### REQUIREMENT A
In the passage about Zechariah's vision of four horns, what does the word "horn" refer to in the Scriptures?

### READING PASSAGE
-=-=-=-=-
Then I looked up, and there before me were four horns. I asked the angel who was speaking to me, “What are these?” He answered me, “These are the horns that scattered Judah, Israel and Jerusalem.” Then the Lord showed me four craftsmen.  I asked, “What are these coming to do?”  He answered, “These are the horns that scattered Judah so that no one could raise their head, but the craftsmen have come to terrify them and throw down these horns of the nations who lifted up their horns against the land of Judah to scatter its people.”

This is one of those passages we might be tempted to read right through without stopping, thinking, and reflecting. I read this awhile back and was deeply struck by something that I think is very important, and it goes back to my post on an aesthetic apologetic. I'm still thinking a lot about the necessary changes in our apologetic that are necessary for Christians in the world we live in today. I was struck again by this recently when reading about The Rise of New Atheists in Salon. I'm still toying with the idea of two books - the first Beyond Apologetics: offering hope beyond reason and An Aesthetic Apologetic: art, faith, and life. This passage reminds me again of thoughts I've been working on in this vein.

In the Scriptures, the word "horn" refers to power. Here Zechariah is shown 4 powers. There are a lot of interpretations around this - the four powers being ancient powers that scattered Israel and exerted powerful influence or even brutality over their lives. These are often thought to be Babylon, Persia, Greek, and Roman powers. (cf. also Daniel 2 and Nebachadnezzar's dream - probably envisioning these same powers).
-=-=-=-=-
### RECORDS FOR THE TASK
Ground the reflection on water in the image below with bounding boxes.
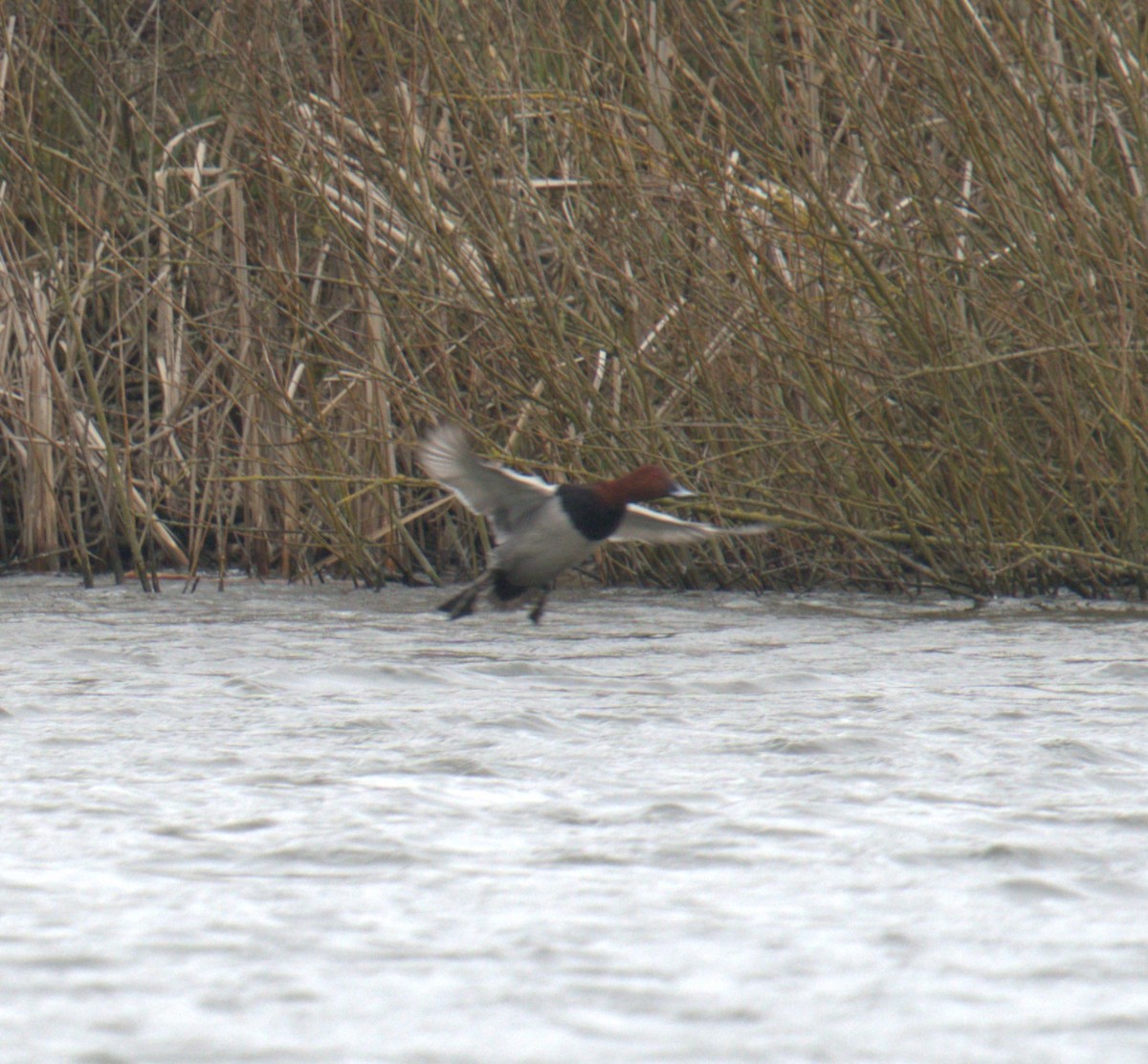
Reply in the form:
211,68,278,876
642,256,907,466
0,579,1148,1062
-=-=-=-=-
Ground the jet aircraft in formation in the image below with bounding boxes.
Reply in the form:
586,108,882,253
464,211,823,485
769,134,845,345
-=-=-=-=-
### REQUIREMENT B
Tally the lines of the records that contain the word "with". Give only the number.

### SOLUTION A
Power.

### SOLUTION B
2